# RECORD EXTRACTS
####

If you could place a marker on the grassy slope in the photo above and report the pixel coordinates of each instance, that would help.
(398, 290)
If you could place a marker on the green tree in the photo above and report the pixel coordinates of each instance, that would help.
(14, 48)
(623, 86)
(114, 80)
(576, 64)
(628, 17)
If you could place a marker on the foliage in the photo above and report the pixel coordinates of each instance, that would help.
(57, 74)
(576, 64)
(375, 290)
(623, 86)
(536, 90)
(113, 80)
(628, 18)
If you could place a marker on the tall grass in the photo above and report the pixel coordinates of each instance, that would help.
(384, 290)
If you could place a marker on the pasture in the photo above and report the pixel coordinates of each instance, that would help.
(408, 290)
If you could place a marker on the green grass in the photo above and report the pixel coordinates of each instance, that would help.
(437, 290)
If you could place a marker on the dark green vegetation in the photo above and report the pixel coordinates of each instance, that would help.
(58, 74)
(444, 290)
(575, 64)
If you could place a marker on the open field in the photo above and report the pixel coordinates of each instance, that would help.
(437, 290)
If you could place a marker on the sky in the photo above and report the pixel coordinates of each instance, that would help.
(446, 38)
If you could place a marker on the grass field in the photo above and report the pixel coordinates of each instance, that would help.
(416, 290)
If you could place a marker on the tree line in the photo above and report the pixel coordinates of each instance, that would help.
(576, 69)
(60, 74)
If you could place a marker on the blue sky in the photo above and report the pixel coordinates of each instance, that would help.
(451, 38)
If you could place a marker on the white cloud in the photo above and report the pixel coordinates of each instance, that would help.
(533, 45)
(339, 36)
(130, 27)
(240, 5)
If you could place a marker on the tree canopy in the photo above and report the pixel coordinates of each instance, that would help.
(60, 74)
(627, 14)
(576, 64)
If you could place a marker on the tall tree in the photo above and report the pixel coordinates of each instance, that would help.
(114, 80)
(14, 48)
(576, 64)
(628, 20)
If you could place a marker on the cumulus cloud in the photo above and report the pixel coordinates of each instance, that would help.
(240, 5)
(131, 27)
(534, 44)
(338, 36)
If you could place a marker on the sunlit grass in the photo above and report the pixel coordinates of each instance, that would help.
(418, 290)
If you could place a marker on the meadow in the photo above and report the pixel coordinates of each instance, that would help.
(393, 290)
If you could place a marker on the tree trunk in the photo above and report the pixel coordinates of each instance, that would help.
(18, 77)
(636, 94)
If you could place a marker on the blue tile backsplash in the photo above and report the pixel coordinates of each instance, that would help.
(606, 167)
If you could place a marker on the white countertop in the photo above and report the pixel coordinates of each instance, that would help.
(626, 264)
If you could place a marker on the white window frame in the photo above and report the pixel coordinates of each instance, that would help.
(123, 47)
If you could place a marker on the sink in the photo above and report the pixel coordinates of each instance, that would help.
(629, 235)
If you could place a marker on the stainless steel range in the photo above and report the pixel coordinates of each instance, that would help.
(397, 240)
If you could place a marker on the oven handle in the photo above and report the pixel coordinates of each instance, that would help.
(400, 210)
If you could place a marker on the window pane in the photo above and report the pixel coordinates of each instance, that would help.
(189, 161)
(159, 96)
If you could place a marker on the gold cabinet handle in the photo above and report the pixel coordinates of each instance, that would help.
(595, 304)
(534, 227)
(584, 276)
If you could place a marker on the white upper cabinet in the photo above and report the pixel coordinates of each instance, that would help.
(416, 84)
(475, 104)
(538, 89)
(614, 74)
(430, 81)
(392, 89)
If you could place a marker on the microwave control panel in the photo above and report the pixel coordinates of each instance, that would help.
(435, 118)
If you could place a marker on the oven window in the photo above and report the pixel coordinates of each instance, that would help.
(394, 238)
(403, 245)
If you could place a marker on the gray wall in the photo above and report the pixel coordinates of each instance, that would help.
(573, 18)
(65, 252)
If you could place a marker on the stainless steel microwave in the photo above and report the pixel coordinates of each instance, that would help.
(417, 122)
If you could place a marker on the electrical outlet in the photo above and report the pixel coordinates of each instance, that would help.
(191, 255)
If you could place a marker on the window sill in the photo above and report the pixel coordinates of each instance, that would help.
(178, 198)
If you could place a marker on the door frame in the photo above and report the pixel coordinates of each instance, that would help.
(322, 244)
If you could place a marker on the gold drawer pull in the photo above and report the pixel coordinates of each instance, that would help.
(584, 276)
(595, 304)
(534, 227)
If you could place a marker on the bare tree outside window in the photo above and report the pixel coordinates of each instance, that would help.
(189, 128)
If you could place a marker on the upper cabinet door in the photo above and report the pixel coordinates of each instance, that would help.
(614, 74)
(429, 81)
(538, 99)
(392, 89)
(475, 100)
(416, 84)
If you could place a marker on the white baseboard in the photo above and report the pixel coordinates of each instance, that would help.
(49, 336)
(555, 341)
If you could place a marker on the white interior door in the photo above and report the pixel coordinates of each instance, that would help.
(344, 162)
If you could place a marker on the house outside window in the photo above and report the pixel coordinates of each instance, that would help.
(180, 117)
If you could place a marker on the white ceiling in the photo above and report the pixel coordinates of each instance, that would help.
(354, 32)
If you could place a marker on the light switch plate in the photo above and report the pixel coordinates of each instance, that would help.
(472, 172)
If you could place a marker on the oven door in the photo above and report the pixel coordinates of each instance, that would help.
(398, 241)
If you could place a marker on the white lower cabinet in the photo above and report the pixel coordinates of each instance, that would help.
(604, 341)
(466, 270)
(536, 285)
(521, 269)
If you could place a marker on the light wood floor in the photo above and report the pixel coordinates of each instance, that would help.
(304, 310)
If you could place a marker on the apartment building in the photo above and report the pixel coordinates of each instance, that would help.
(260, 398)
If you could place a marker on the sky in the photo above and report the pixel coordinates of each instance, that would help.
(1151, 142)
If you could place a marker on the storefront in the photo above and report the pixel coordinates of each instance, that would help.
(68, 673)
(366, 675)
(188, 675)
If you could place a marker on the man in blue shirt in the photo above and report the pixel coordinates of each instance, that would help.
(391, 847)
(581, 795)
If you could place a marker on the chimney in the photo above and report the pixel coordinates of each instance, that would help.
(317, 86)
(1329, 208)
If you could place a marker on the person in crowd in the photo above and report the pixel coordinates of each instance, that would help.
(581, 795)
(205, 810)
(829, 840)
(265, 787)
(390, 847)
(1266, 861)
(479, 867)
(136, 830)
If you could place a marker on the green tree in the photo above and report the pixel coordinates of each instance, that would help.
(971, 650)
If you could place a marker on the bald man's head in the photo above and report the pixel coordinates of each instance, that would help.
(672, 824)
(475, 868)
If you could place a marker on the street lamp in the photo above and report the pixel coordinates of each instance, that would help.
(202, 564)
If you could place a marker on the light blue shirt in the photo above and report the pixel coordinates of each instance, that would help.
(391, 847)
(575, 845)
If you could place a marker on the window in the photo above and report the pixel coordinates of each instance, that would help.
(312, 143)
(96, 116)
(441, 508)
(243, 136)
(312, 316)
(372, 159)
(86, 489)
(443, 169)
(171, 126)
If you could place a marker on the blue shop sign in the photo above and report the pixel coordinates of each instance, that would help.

####

Give again, word for word, every line from the one holding "If you could place a marker on the storefront" to the end of the data.

# OUTPUT OF THE EXERCISE
If you could place a marker on the storefront in the photo above and report the pixel coordinates of each instance, that would help.
(68, 673)
(366, 675)
(188, 675)
If you could place a marker on the man in blue shirt in the photo above and report the pixel coordinates of each instance, that would help.
(391, 847)
(581, 795)
If you could place a marker on the chimney in the photo above and report the pixel coordinates of each instance, that would help.
(317, 86)
(1329, 208)
If you could place a marker on the person in crowd in the photo above and report the pixel coordinates of each instance, that would help.
(581, 795)
(205, 810)
(829, 840)
(265, 787)
(390, 847)
(1266, 861)
(479, 867)
(136, 830)
If you could place a marker on the green tree in the photo above and report the pixel coordinates of each instance, that would help.
(971, 650)
If you could place a marker on the bald man's head in the photo above and report the pixel coordinates of each instance, that would help.
(672, 824)
(475, 868)
If you could place a marker on the street lamp in the photo above and report the pixel coordinates of each instance, that would help.
(202, 564)
If you could place a marker on the light blue shirt in the photo above and report the pixel coordinates of each instance, that would help.
(391, 847)
(575, 845)
If you could place a marker on the window in the photo above and report the pixel coordinates of each instance, that would help.
(312, 143)
(96, 116)
(441, 508)
(243, 136)
(312, 316)
(372, 159)
(86, 489)
(443, 169)
(171, 126)
If you could place a marker on the blue shop sign in the photo above and report the pixel coordinates of each instance, that would help.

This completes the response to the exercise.